▶ [Excerpt provided]:

○ ○ ○ ○

Leadership uses creativity with event planning


Emma Dittrick

Milford seniors on Class Color Day.

Sammy Knapp, Staff Writer

Milford Leadership has always been the driving force behind many of our school’s exciting events. However, this year has completely changed the operation of the class. Many of the events that students and staff traditionally look forward to have been limited due to COVID-19 restrictions, so Milford Leadership has turned its efforts to other areas of the school and community to continue representing what it means to have Milford pride.

Homecoming, spirit days, and Charity Week are just the tip of the iceberg when it comes to the events and activities that Leadership students plan. Because the 2020-2021 school year started in a hybrid model, Leadership students had to quickly find creative ways to welcome students back for the new school year in a positive manner, due to the cancellation of the usual Homecoming Week.

A spirit week was organized, although it was completely different from a regular school year. This two-week spirit week would allow both A and B day students to participate in equal spirit wear opportunities on their in-person learning days. This was a great way for MHS students to ring in the new school year, and was largely successful given the circumstances.

Leadership students have also started organizing what are called Mav Fridays. Junior Veronica Ricci is just one of the Leadership students involved in planning Mav Fridays. “Mav Fridays are supposed to be a fun way to end our week and get school spirit levels up,” said Ricci. Some of the events and activities that have taken place so far include hat day, various spirit days, and a donut sale. The most successful Mav Friday event was the donut sale and hat day earlier in school the year.

Leadership students try to increase participation by making posters, advertising on the announcements, and posting reminders on the Bruce Maverick social media accounts. With this new addition of fun Friday events, Milford Leadership hopes that students will have something positive to look forward to at the end of each week.

While the events that Leadership students are able to plan have been limited, each member is committed to making the most of the rest of this school year. Another unique event that is currently in the works is a drive-in movie for all MHS students. Similar to the Halloween drive-in movie that took place in the fall, this is a safe way to bring together the student population and take part in a fun spring event. The event is currently planned to take place at MHS, which will be the first Leadership event to occur on school grounds for the 2020-2021 school year.

Although Leadership is the driving force behind the fun student and building events, there is also a Leadership curriculum that gets covered in the classroom. Some of the units studied in the Leadership classroom include relationships, goals, teamwork, and mindset.

With the pandemic restrictions being enforced, Leadership teacher David Gilbert has emphasized many important lessons in the classroom this year. “I love teaching about anything that helps students better understand themselves. True colors come to mind, but it’s not just the test itself but the learning ‘why I am the way I am’ that I see kids grow in confidence.”

When students think about the Leadership class here at Milford, they probably don’t think about classwork and lecture. However, these are important life lessons and skills that Leadership students must learn and put into effect. This unique year has made it difficult for Leadership students to display their existing and newly-learned skills. “An obvious change from this year is the inability to do student activities,” said Gilbert. “This is where learning in class gets to be put into action, and we’ve missed that.”

○ ○ ○ ○

▶ [Information supplied]:
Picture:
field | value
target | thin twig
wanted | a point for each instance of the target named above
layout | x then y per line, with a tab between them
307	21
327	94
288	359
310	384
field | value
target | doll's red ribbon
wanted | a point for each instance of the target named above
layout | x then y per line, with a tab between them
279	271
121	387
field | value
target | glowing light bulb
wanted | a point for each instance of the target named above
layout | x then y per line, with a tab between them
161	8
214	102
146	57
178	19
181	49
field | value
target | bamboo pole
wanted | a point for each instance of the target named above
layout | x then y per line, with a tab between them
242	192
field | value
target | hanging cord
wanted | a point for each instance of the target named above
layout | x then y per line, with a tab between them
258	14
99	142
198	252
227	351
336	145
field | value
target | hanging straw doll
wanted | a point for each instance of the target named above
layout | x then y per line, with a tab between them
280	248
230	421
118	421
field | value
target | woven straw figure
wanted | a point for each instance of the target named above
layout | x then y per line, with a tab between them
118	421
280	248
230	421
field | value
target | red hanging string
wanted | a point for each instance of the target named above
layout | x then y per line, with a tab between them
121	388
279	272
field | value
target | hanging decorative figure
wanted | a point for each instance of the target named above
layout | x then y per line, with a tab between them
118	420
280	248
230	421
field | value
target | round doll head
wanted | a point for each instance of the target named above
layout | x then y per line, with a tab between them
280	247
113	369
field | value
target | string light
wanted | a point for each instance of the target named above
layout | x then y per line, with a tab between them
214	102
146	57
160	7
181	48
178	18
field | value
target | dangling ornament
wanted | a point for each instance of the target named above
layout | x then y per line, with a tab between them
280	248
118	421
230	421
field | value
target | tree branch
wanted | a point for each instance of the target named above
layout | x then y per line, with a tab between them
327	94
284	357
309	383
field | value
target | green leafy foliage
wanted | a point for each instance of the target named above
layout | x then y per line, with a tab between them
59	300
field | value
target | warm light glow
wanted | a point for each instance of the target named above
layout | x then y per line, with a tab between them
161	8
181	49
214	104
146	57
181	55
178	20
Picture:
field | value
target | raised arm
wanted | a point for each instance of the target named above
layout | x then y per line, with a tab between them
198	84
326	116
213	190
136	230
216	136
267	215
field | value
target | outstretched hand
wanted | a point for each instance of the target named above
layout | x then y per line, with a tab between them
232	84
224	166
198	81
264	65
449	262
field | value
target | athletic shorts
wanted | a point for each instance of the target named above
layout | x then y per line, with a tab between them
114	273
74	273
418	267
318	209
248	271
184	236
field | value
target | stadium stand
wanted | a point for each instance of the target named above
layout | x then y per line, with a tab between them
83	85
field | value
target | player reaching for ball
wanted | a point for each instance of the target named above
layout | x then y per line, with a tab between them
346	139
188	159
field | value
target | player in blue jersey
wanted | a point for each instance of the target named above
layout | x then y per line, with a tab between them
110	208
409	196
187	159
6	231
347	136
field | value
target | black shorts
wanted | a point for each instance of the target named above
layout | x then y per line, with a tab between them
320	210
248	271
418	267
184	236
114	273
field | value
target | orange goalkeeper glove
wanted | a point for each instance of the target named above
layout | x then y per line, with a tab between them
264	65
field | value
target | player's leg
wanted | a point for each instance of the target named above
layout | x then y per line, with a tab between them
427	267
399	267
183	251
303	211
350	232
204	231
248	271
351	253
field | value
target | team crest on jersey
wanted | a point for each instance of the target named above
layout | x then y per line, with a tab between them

○ ○ ○ ○

▶ [Your tasks]:
1. Which units does the article on Milford Leadership list as studied in the Leadership classroom?
2. Reproduce everything in the article on Milford Leadership from "Leadership students try" down to "2020-2021 school year.".

▶ [Solutions below]:
1. Relationships, goals, teamwork, and mindset.

2.
Leadership students try to increase participation by making posters, advertising on the announcements, and posting reminders on the Bruce Maverick social media accounts. With this new addition of fun Friday events, Milford Leadership hopes that students will have something positive to look forward to at the end of each week.

While the events that Leadership students are able to plan have been limited, each member is committed to making the most of the rest of this school year. Another unique event that is currently in the works is a drive-in movie for all MHS students. Similar to the Halloween drive-in movie that took place in the fall, this is a safe way to bring together the student population and take part in a fun spring event. The event is currently planned to take place at MHS, which will be the first Leadership event to occur on school grounds for the 2020-2021 school year.